## Begin EXCERPTED RECORDS
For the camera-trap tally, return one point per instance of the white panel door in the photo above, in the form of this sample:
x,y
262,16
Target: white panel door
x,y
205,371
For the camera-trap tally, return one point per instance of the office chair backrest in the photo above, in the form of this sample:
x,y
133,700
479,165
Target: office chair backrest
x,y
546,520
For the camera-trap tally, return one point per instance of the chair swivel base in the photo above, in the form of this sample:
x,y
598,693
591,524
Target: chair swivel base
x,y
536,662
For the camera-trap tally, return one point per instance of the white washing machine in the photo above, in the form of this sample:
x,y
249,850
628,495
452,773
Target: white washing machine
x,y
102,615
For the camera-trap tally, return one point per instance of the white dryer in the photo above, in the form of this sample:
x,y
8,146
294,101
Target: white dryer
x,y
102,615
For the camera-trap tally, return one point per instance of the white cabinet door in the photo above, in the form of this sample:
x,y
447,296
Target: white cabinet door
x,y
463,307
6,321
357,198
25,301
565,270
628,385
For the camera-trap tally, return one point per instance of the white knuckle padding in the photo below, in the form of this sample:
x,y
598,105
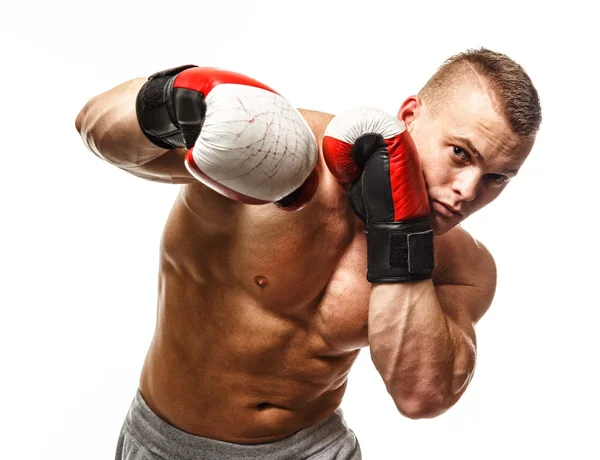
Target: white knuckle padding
x,y
254,142
353,123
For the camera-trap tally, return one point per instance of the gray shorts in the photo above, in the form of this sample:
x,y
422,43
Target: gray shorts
x,y
145,436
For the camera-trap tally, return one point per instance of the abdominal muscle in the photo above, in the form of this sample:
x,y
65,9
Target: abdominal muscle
x,y
260,317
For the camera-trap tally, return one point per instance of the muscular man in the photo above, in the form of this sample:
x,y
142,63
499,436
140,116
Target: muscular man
x,y
266,297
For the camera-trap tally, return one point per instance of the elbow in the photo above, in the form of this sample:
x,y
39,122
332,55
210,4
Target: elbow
x,y
420,408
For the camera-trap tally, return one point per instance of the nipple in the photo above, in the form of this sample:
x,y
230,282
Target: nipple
x,y
261,281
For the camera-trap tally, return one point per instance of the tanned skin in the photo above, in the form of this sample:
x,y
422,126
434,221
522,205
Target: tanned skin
x,y
262,312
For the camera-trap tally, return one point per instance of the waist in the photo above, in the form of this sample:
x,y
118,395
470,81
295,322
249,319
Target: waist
x,y
221,402
162,438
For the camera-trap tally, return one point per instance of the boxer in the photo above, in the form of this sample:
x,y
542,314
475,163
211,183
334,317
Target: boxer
x,y
298,238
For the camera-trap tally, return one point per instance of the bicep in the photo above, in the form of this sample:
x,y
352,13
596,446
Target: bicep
x,y
466,288
168,168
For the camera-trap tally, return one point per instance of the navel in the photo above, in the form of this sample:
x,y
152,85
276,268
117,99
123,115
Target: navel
x,y
261,281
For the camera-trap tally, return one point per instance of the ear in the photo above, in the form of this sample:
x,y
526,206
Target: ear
x,y
410,110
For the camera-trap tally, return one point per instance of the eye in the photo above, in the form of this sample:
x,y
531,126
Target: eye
x,y
460,154
498,179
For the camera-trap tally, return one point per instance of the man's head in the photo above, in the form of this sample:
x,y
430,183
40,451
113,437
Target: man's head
x,y
473,124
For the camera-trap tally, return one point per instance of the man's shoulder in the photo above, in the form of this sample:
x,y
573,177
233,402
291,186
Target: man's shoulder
x,y
462,257
470,265
317,121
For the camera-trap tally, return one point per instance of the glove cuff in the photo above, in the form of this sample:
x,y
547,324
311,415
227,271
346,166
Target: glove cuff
x,y
399,251
155,111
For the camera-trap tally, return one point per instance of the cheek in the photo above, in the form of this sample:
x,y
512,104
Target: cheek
x,y
485,197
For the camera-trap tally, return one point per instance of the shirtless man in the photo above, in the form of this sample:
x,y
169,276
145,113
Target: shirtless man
x,y
263,308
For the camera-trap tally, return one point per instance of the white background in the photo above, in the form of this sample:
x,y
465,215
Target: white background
x,y
79,245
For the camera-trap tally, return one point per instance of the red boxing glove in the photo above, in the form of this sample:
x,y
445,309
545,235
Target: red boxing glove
x,y
245,140
373,151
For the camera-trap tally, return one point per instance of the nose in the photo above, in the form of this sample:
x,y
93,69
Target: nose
x,y
466,184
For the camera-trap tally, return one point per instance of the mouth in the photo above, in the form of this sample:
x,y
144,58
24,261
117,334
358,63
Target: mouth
x,y
445,210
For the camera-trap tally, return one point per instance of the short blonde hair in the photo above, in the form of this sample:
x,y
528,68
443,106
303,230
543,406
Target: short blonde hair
x,y
510,86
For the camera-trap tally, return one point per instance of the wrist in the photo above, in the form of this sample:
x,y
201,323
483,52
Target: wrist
x,y
399,252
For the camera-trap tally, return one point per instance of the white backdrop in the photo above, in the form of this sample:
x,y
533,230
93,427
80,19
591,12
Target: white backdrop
x,y
79,238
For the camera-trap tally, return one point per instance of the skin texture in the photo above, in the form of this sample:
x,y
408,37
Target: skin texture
x,y
261,312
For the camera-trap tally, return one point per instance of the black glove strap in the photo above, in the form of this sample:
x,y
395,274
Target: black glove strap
x,y
155,112
399,251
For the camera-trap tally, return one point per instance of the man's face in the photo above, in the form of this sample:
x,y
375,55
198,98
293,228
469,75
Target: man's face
x,y
468,153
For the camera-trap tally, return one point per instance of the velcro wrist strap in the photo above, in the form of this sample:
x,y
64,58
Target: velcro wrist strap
x,y
399,251
155,112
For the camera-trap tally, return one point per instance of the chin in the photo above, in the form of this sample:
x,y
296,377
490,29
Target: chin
x,y
439,225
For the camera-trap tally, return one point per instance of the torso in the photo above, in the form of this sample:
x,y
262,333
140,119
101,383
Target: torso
x,y
261,313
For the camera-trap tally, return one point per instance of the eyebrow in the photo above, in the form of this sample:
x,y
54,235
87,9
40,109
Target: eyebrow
x,y
469,144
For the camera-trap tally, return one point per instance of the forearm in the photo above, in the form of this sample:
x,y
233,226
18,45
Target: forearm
x,y
425,359
109,127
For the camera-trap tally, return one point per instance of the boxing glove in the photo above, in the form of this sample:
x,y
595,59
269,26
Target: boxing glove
x,y
373,152
244,140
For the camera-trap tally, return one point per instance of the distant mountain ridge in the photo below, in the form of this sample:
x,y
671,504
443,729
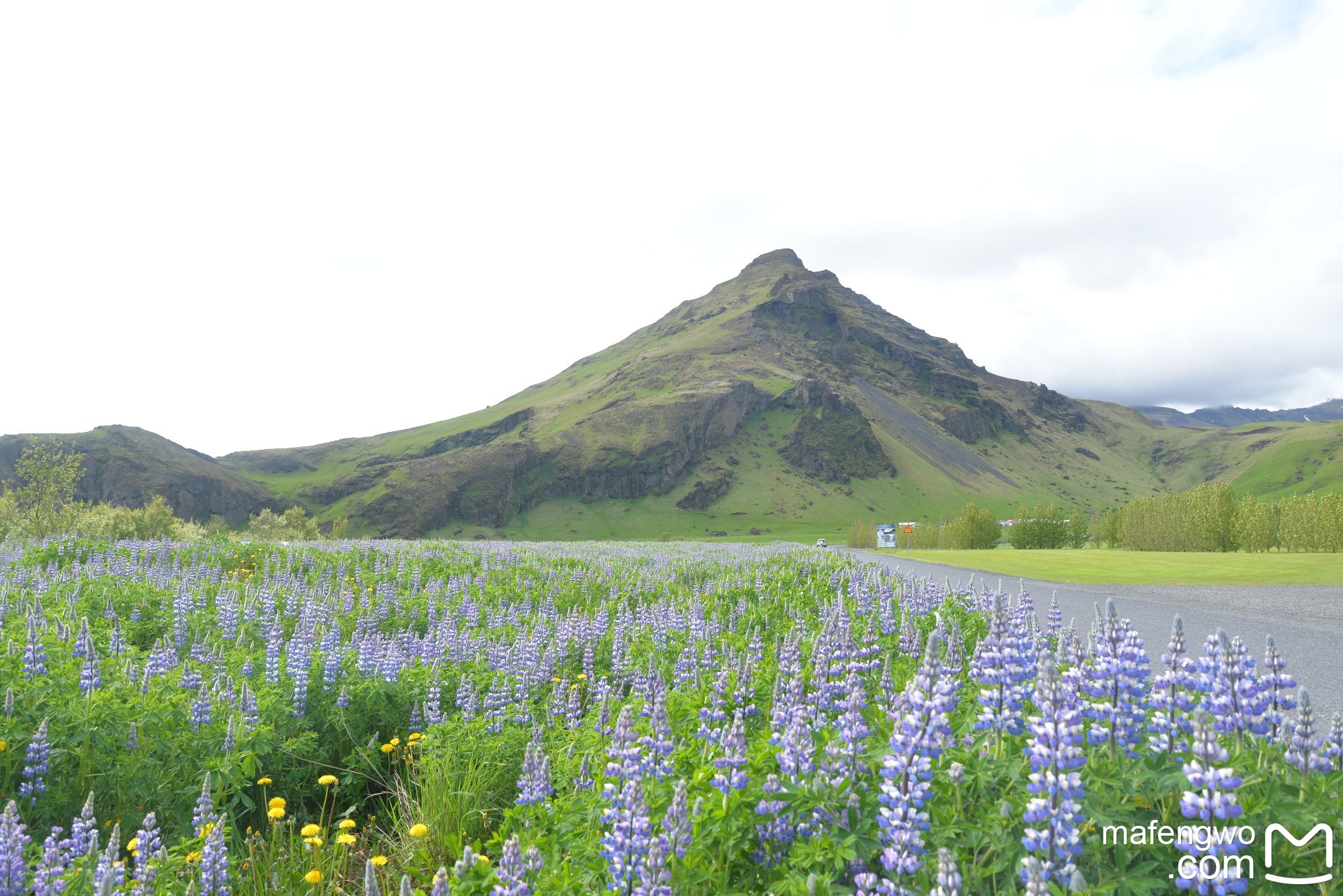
## End EXCERPTED RECORDS
Reproduce the items above with "camera-trap tally" changed to "annotation count" wherever it occurs, keeping everything else the same and omitting the pictures.

For the annotation count, return one point per instance of the white panel door in the photo above, in the form of this sample:
x,y
262,16
Target: white panel door
x,y
205,371
For the annotation count, return one point per instance of the office chair backrest in the photo above, in the form of this sample:
x,y
133,700
479,165
Target: office chair backrest
x,y
546,520
For the annotation count, return one point per instance of the chair swivel base in the photo above, in the form of this sample:
x,y
598,693
591,524
Target: chair swivel base
x,y
536,662
For the annotation count, return one point per instance of the white washing machine in the photo above, in the form of this sample:
x,y
249,850
628,495
452,773
Target: white washing machine
x,y
102,615
For the annotation count, return one point per instance of the white dryer in the photo above, in the form of this sample:
x,y
8,146
294,101
Target: white dryer
x,y
102,615
For the annotation count, return one point per instance of the white cabinet door in the photo above, in the form of this sample:
x,y
447,296
Target: white cabinet door
x,y
463,307
6,321
357,198
25,301
565,270
628,385
For the annotation count, return one point per instance of the white knuckle padding in the photo below, in the form of this sample:
x,y
598,105
Target: white knuckle padding
x,y
254,142
353,123
For the annotation count, return one point per instance of the gray shorts in the photo above, in the form of this sample:
x,y
422,43
Target: gray shorts
x,y
145,436
For the annotation count, return one point per instance of the abdominal muscle in the photo above, in the form of this sample:
x,y
65,9
Target: abdominal muscle
x,y
260,317
For the annotation count, return one point per instance of the muscular man in the photo above, in the form of this sample:
x,y
142,63
499,436
140,116
Target: muscular man
x,y
266,297
For the annotation count, return one point per instance of the elbow in the photo above, in the form of this sample:
x,y
39,122
332,55
210,4
Target: elbow
x,y
420,408
For the annotation count, return one point per instance of the nipple in the photo above, in the form of this sample:
x,y
230,282
Target: nipple
x,y
261,281
For the annotation count, return one point per instance of the tanned skin in the photo above, in the form of this sample:
x,y
422,126
434,221
522,205
Target: tanned skin
x,y
262,312
For the annotation count, return one point per instance of the waist in the photo above, in the form of this sample:
x,y
118,395
470,81
295,322
249,319
Target: waist
x,y
221,402
162,438
For the annotation count, return one point per instance of the boxer in the photo above, in the form of this sample:
x,y
542,314
475,163
211,183
334,317
Target: boxer
x,y
298,238
For the annotation count, return one point per instance of the bicep in the photo above, in the form of this sample:
x,y
352,13
596,446
Target: bicep
x,y
466,288
168,168
For the annotation count, return one point per instance of the navel in the photo above, in the form of this sample:
x,y
152,85
276,268
117,99
123,115
Target: navel
x,y
261,281
For the annotation count, return one point per instance of the ear in the photo above, in the form of this sample:
x,y
526,206
Target: ear
x,y
410,110
For the annotation count, return one point per instance of the eye in the photo above, in the form of this sample:
x,y
531,126
Target: eye
x,y
460,154
498,179
For the annotation count, return one point per instance of the man's head in the photo above, in the form of this sample:
x,y
430,183
40,451
113,437
Target: man's head
x,y
473,124
For the annotation count, return one point per instance of the man's shoulder in the photo above, in the form of this sample:
x,y
573,177
233,402
291,186
Target: man's shoulder
x,y
462,257
470,265
317,121
For the annotation count, return one point per instance of the glove cuff in the photo above, in the form of this sample:
x,y
547,324
311,415
227,271
346,166
Target: glove cuff
x,y
399,251
155,111
For the annotation count, return one point per instance of the cheek in the photo above, in the form of this sample:
x,y
512,104
Target: cheek
x,y
485,197
For the annotation count, return one point per instance of the shirtless man in the photo above, in the form of this sample:
x,y
169,276
145,113
Target: shirtless man
x,y
263,308
For the annotation count, return one point per instance of the white background in the photo above, in the form of this sample:
x,y
465,215
Target: white background
x,y
79,245
For the annotation count, return one point per instance of the red boxing glove in the photo above, in the form of this sample:
x,y
445,309
545,235
Target: red boxing glove
x,y
245,140
373,151
For the annotation count, return one point per instance of the nose in the photo above, in the form of this sample:
x,y
93,69
Target: nose
x,y
466,184
For the annotation count, return one point per instance of the mouth in the photo above, in the form of this sample:
x,y
144,58
24,261
117,334
358,63
Target: mouth
x,y
445,210
For the annotation count, return one point per instance of the short blonde hair in the photo above, in the form of this sample:
x,y
528,68
443,106
303,230
543,406
Target: short blonde hair
x,y
510,86
For the annotation count, return one point per instance of the wrist in the photo above, in the form of this sample:
x,y
201,323
483,52
Target: wrist
x,y
399,252
For the annotation count, return one point per instance of the white backdrop in the photo above, in the form of this sample:
x,y
533,230
93,427
80,19
591,12
Target: white backdrop
x,y
79,238
For the annotation count, return one point per instance of the skin texture in the photo above, in the form of this sample:
x,y
408,37
Target: skin texture
x,y
261,312
For the annotation count, return one point per instance of the black glove strap in the photo above, in the form of this sample:
x,y
395,274
Target: black glove strap
x,y
155,112
399,251
For the annotation count, return one point per instance of the man's face in the photo above, in the form of this sample:
x,y
375,55
198,98
293,228
469,75
Target: man's face
x,y
468,153
For the annotation count, return one point per instance of the velcro wrist strap in the photo above, in the form of this sample:
x,y
64,58
Target: velcro wrist strap
x,y
399,251
155,112
For the annotation count, return one point per instance of the chin in the photo above, in the form of this sample:
x,y
296,377
490,29
Target: chin
x,y
439,225
For the annotation count, return one point per instance of the torso in the photo above, in the form of this sample:
x,y
262,333
140,119
101,383
Target: torso
x,y
261,313
For the annotation count, return one point per instance of the eyebrow in the photo above, in the form of this sample:
x,y
54,235
87,9
40,109
Target: eyebrow
x,y
469,144
For the annotation count, return one point per instance of the forearm in the photo above, in the form of this sample:
x,y
233,226
18,45
Target: forearm
x,y
425,359
109,127
For the annotation count, return one point per instance of the boxing glove in the photo above, in the form of this sample:
x,y
595,59
269,26
Target: boxing glove
x,y
373,152
244,140
For the annotation count, return one point per instance of the distant mountain ridge in the photo below, in the form of this sample:
x,y
671,504
443,729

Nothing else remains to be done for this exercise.